PROVIDED PASSAGE:
--------------------------------
I have billions of good ideas and no concept of how to take them to fruition. Fine and dandy.

What bugs me is that I later see these good ideas coming into reality at a minimum of five years after I was flat-out told that my concepts were impossible for one reason or another.

In my teen years, I dreamed up an animation program that any idiot could use [specifically, an idiot like me who has no freaking clue how to animate]. Just recently, I bought a Blue-Ray movie with a give-away. Said give-away was Aardman’s animation program that is allegedly easy to use.

I’m betting not as easy as they think, but damn, it’s getting there.

I also thought that the sides of skyscrapers could be employed as solar collectors. Now, some genius has invented A solar panel that doubles as a window.

Amazing.

I won’t drag you through the details of all my other genius ideas [mostly because I’ve forgotten half of them] but I will share some of my current ones.
--------------------------------
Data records
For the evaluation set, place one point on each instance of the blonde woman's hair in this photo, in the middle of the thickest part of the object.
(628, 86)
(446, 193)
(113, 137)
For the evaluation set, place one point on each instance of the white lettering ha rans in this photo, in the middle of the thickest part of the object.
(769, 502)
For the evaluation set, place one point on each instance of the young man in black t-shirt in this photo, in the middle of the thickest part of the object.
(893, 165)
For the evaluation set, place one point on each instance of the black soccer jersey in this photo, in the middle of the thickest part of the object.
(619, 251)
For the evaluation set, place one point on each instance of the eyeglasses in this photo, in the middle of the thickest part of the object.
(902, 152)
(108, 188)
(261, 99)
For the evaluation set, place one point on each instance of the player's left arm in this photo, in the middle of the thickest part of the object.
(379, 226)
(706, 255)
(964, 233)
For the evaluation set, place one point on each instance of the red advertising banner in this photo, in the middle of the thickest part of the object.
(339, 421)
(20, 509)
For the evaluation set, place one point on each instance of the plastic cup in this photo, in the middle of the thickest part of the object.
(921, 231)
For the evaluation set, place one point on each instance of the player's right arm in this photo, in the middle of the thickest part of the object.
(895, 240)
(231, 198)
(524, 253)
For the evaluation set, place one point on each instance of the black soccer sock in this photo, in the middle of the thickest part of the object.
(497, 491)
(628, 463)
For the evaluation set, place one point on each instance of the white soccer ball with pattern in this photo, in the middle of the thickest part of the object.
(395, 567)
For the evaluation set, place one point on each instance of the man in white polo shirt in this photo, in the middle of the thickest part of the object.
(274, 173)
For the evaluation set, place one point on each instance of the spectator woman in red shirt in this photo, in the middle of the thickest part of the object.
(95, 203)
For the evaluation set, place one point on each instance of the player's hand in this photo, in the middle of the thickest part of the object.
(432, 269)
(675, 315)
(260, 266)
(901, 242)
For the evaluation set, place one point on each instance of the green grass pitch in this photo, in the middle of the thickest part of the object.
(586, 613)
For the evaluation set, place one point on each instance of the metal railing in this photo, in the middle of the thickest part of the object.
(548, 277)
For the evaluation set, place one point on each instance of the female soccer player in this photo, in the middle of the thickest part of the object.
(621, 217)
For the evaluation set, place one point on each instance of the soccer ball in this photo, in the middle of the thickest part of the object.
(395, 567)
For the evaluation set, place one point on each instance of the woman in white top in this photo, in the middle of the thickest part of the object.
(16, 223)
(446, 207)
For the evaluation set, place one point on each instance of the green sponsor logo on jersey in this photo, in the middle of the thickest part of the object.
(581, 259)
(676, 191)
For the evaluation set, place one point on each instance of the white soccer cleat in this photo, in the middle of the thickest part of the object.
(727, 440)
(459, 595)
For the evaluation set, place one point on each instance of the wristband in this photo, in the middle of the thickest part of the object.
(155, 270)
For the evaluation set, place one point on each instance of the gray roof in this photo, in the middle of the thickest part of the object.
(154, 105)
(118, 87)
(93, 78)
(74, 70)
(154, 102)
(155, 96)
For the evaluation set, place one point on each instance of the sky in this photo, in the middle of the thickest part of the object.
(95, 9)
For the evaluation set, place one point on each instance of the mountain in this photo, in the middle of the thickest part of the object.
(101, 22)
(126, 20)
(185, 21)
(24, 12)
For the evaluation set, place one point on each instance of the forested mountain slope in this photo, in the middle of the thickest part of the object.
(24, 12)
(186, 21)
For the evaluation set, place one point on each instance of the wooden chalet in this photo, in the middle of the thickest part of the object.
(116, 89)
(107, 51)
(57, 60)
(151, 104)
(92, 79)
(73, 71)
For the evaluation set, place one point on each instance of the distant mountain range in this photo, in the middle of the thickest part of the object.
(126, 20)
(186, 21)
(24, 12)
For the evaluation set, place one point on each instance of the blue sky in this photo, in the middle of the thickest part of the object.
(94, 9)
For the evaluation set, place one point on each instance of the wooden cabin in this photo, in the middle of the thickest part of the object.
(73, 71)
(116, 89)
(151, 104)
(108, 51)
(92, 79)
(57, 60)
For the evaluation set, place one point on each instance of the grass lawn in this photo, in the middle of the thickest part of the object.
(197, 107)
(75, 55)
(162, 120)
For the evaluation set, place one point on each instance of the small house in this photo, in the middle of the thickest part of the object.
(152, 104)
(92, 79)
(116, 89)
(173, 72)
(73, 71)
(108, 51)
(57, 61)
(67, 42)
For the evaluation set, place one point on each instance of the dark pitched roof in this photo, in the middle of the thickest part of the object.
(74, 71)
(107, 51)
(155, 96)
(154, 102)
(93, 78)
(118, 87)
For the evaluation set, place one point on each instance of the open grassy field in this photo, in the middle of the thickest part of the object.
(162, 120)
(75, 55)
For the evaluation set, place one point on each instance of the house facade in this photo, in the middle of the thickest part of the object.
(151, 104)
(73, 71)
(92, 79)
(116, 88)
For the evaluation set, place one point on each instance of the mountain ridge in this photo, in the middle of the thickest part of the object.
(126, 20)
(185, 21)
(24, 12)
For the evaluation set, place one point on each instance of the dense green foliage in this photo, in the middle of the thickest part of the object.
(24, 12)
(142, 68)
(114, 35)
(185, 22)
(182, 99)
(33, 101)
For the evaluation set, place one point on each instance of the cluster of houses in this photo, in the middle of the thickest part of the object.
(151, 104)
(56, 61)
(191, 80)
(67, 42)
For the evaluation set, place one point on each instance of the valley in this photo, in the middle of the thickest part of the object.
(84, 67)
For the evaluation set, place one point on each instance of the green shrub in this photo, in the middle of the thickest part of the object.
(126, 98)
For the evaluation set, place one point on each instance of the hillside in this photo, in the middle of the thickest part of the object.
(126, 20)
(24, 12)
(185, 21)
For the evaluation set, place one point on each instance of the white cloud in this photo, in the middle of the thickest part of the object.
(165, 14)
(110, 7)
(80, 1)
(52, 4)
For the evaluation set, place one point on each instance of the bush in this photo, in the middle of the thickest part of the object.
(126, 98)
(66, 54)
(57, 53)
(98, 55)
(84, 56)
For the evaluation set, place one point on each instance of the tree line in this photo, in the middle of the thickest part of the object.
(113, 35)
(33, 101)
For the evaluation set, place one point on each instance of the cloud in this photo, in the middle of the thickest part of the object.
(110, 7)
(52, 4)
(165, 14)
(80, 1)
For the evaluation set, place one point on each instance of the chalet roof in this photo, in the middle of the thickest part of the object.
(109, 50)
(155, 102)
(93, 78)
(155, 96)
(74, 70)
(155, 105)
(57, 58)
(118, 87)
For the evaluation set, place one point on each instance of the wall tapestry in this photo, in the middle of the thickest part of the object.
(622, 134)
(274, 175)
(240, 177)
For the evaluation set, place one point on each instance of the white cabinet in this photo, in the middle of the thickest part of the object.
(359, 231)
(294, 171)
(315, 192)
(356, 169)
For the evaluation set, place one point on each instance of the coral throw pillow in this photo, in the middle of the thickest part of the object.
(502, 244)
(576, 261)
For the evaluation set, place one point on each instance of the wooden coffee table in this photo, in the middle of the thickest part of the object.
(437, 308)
--------------------------------
ACTIVITY LIST:
1 – According to the post about good ideas, what did the writer think the sides of skyscrapers could be used as?
2 – Write out the part of the post about good ideas between "In my teen years, I" and "my current ones.", inclusive.

SOLUTIONS TO THE TASKS:
1 – Solar collectors.

2 –
In my teen years, I dreamed up an animation program that any idiot could use [specifically, an idiot like me who has no freaking clue how to animate]. Just recently, I bought a Blue-Ray movie with a give-away. Said give-away was Aardman’s animation program that is allegedly easy to use.

I’m betting not as easy as they think, but damn, it’s getting there.

I also thought that the sides of skyscrapers could be employed as solar collectors. Now, some genius has invented A solar panel that doubles as a window.

Amazing.

I won’t drag you through the details of all my other genius ideas [mostly because I’ve forgotten half of them] but I will share some of my current ones.